PROBLEMS:
1) In the essay about fitting in, which groups does the writer claim to blend into as a chameleon?
2) In the essay about fitting in, what car did the writer drive out of the school parking lot?
3) In the essay about fitting in, why has the writer often felt like fitting in nowhere?

PASSAGE TO READ:
▽
I had a conversation recently that really pissed me off. I’d like to share it with you, not just to rant or anything, but because what I realized as a result of that conversation could be helpful to YOU, too.

But before I jump into that, a quick story:

Back in high school I was confused. I mean, who isn’t confused at age 16?

But seriously, the reason I was confused was because I didn’t fit in anywhere — but not in the way you are probably thinking.

I was in the “popular” crowd. I was a cheerleader. I dated the running back. I had tons of friends. I seemed like I was fitting in just fine.

But yet, I didn’t feel like I belonged anywhere. I didn’t know how to reconcile the different aspects of myself.

The fact that I loved cheer, but also loved blasting Fugazi one day, and Snoop Dogg the next, out the windows of my 4-door Honda Accord as I drove out of the school parking lot.

Or that I was highly intelligent, jonesing for existential literature, writing dark poetry about death and dying, and also the one first up on the keg-stand at any party, smoking like a chimney and playing with my tongue ring.

And even throughout all these years after high school, I’ve always felt multifaceted.

Not just being or liking ONE thing. And getting a lot of attitude about that.

As though a person who is a popular cheerleader can’t also be smart, edgy, and dynamic. That people won’t accept me and I’m somehow not “ok” if I don’t fit into an understandable box that they are comfortable with.

And so I’ve spent a lot of time just being a chameleon, and fitting into whatever particular group I happen to be hanging out with at the time.

Surfers? Sure…I like the beach. Goths? Yeah, I can dig me some Doc Marten’s. Punks? Hell yeah I like The Descendents. Jocks? Yeah I know a thing or two about football. Musicians? Yep…I’ve been in a touring band.

And because I can fit in anywhere, many times over the years I’ve felt like I actually fit in nowhere. That I could like whatever the group I was with liked, but not to the FULL extent.

Like I could talk surfing but when it came down to it, I didn’t actually want to get in the water.

And somehow because of this, I felt less than. Not good enough. Like since there were so many things that interested me, that I actually didn’t have A “thing.”

There was no box to fit myself into, so I stopped looking for my own box and stuffed myself into whatever boxes were already out there.

Well, surprise! Life hasn’t changed a whole lot since high school. People still want to tell us how to be. What is acceptable and what isn’t.
△
SUPPLIED MATERIAL:
▽
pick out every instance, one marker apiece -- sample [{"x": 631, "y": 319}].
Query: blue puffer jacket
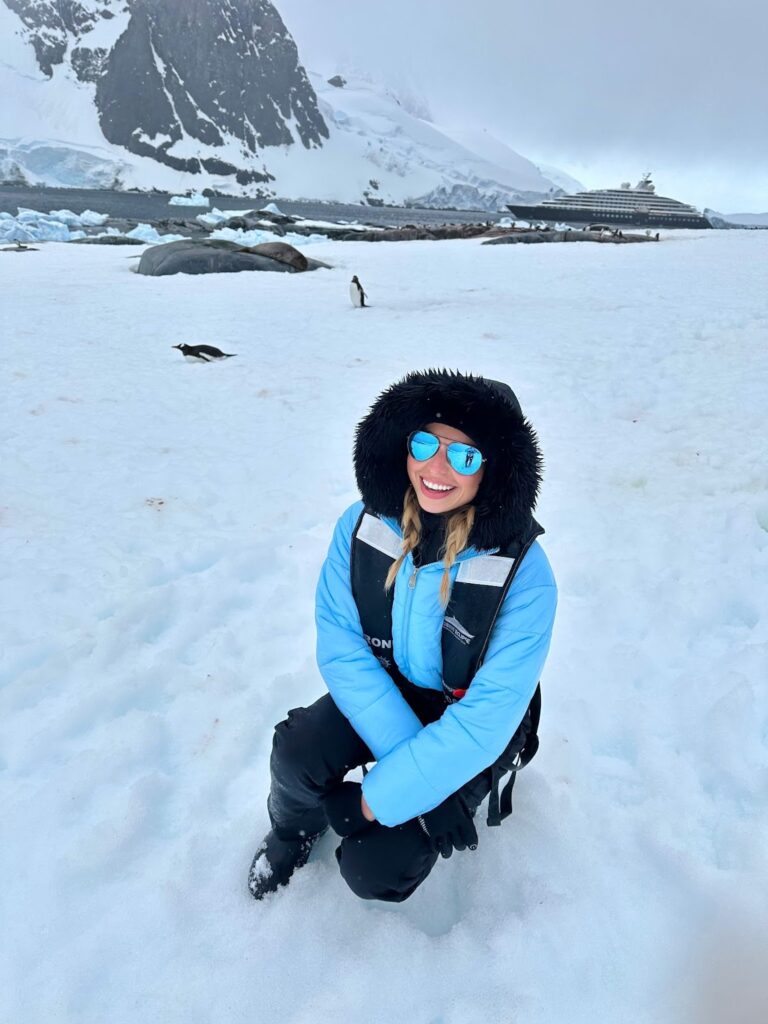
[{"x": 418, "y": 767}]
△
PER-TASK ANSWERS:
1) Surfers, Goths, Punks, Jocks, Musicians

2) A 4-door Honda Accord.

3) Because the writer could fit in anywhere, liking whatever each group liked but never to the full extent. For example, the writer could talk surfing but didn't actually want to get in the water.